:: Provided material ::

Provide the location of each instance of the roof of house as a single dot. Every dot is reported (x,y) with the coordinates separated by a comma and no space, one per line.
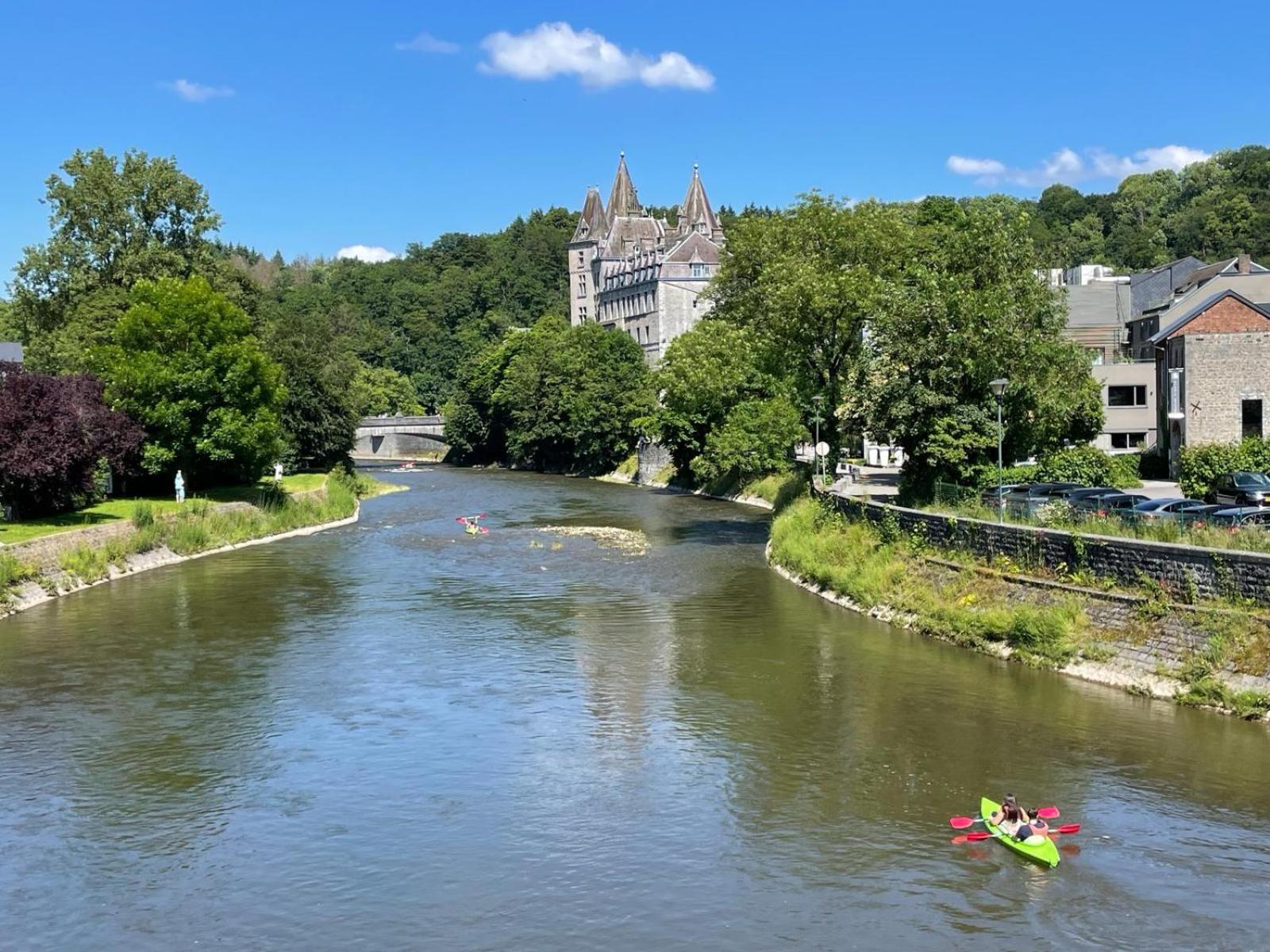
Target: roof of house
(695,248)
(1195,311)
(594,225)
(696,206)
(1155,289)
(1255,287)
(1099,304)
(622,200)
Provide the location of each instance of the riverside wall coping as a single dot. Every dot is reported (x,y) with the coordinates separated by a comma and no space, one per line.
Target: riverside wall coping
(1213,573)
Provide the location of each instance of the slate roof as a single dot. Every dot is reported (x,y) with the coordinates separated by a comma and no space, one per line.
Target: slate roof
(696,206)
(1102,304)
(622,200)
(1179,323)
(694,248)
(1155,289)
(594,225)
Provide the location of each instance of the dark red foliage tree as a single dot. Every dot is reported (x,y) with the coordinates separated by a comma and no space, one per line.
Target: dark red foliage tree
(54,432)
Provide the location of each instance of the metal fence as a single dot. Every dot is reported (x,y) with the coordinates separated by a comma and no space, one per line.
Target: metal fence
(1089,517)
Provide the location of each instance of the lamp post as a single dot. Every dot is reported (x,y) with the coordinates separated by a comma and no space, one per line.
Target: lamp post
(816,451)
(999,391)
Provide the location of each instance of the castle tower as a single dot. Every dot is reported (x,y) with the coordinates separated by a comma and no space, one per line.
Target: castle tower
(591,232)
(696,215)
(622,200)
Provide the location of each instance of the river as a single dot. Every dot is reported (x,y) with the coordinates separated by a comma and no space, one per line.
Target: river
(397,736)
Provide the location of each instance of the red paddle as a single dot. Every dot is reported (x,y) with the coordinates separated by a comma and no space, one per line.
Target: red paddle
(960,823)
(976,837)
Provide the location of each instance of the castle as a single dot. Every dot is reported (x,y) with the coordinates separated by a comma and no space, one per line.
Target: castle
(639,274)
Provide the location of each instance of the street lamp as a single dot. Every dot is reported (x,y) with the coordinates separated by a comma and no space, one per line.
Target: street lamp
(816,451)
(999,391)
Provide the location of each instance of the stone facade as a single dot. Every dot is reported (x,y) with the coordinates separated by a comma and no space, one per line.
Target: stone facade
(639,274)
(1213,374)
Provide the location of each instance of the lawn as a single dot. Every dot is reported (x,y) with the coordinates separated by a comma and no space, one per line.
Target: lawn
(117,509)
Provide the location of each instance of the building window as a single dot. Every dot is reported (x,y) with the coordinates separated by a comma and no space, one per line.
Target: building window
(1253,419)
(1128,441)
(1127,397)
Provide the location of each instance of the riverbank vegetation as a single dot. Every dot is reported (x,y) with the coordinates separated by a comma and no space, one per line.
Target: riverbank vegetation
(880,569)
(552,397)
(851,559)
(194,527)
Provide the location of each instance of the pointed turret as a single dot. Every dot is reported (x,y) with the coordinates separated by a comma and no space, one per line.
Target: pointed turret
(592,226)
(622,200)
(695,213)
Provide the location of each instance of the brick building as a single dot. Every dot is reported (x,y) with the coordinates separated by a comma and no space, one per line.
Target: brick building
(639,274)
(1213,374)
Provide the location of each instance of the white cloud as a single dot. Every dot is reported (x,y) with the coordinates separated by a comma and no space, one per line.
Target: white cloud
(429,44)
(1068,167)
(558,50)
(197,92)
(366,253)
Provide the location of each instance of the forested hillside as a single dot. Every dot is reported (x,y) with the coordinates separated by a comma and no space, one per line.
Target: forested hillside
(1212,209)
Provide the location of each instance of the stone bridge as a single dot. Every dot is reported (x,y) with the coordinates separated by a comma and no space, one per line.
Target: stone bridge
(400,437)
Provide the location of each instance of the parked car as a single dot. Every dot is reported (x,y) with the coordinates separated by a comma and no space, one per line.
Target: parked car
(1242,516)
(1153,505)
(1165,508)
(1029,499)
(1077,493)
(1241,489)
(1108,503)
(994,495)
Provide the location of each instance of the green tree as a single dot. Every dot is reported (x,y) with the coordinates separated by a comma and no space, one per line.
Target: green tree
(114,222)
(965,311)
(806,282)
(186,365)
(379,391)
(704,374)
(318,365)
(756,437)
(571,397)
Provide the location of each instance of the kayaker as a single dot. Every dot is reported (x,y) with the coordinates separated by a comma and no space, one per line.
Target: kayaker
(1033,825)
(1010,816)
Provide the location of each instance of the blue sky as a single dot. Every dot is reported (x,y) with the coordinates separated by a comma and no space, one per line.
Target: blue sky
(321,126)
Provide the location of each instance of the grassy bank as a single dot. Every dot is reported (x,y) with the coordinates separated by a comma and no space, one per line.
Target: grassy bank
(118,509)
(814,541)
(198,526)
(876,568)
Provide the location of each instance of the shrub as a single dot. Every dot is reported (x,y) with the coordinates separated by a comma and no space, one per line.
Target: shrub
(1087,466)
(1202,465)
(143,514)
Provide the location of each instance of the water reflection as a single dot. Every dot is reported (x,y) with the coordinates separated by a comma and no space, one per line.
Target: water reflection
(397,735)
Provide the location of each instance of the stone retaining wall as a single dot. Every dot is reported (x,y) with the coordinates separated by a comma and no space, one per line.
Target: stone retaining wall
(44,552)
(1210,573)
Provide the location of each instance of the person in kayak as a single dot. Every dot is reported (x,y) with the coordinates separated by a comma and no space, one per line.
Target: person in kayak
(1032,825)
(1009,818)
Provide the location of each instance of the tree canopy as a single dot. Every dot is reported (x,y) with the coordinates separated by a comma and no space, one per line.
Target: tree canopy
(1213,209)
(55,432)
(183,363)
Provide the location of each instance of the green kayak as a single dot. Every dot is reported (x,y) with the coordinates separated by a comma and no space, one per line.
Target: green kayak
(1041,850)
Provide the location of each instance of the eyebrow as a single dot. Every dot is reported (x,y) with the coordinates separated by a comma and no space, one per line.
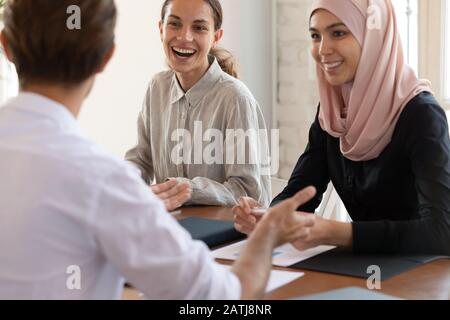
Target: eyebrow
(196,21)
(334,25)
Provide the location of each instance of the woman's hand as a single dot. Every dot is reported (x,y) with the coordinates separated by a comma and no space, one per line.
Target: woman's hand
(172,193)
(244,220)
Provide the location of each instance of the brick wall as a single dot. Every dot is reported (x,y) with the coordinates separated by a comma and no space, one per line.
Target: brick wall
(297,94)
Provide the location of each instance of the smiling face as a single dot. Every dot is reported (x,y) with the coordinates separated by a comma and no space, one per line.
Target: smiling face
(188,34)
(334,48)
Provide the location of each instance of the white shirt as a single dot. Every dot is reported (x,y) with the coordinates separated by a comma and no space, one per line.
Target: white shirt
(65,202)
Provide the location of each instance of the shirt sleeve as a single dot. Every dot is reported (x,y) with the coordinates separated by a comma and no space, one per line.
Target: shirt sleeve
(150,249)
(141,154)
(310,170)
(427,146)
(246,176)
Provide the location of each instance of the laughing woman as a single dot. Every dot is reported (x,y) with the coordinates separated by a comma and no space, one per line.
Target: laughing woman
(183,107)
(379,135)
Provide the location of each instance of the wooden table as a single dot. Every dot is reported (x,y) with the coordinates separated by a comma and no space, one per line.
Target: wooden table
(430,281)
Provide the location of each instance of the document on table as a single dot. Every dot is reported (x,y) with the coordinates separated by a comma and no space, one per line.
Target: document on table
(283,256)
(278,278)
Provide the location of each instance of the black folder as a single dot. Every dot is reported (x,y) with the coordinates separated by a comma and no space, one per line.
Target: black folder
(344,262)
(212,232)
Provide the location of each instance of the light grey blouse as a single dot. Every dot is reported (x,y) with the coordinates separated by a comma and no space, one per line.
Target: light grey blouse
(193,137)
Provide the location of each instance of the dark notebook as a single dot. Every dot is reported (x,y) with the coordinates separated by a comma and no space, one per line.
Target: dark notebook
(344,262)
(212,232)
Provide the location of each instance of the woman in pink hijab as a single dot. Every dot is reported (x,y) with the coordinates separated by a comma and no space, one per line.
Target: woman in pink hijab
(380,136)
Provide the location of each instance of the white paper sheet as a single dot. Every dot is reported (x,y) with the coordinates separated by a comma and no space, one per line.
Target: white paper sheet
(283,256)
(278,278)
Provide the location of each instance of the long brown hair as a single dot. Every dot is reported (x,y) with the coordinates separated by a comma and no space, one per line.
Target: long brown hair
(225,59)
(43,47)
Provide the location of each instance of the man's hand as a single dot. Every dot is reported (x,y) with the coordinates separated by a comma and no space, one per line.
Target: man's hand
(289,224)
(172,193)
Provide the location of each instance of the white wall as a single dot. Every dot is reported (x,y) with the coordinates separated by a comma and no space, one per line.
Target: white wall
(110,113)
(248,35)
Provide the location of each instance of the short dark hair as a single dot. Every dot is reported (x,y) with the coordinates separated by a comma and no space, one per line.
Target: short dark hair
(44,49)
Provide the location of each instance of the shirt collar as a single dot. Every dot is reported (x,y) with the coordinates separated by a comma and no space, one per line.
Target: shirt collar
(48,108)
(197,92)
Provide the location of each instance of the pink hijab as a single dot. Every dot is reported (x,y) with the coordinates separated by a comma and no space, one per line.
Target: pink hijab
(383,84)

:::

Each line from the one containing "Provide the location of each instance of the short" to the end of the records should be echoed exactly, and no other line.

Provide the location of each instance of the short dark hair as a single dot. Every dot is reported (x,y) with the coordinates separated by a comma and no space, one per line.
Target: short dark hair
(44,49)
Provide the location of each instance of the shirt collar as a single dot. Every dot is reported (x,y) with the coordinates separated by a comma and no space, one per line.
Target: shirt collar
(48,108)
(197,92)
Provide the location of each instance of the pink hijab as a single dot. Every dot is reported (x,y) with the coordinates separated by a comma and no space, one per line.
Target: pink hijab
(383,84)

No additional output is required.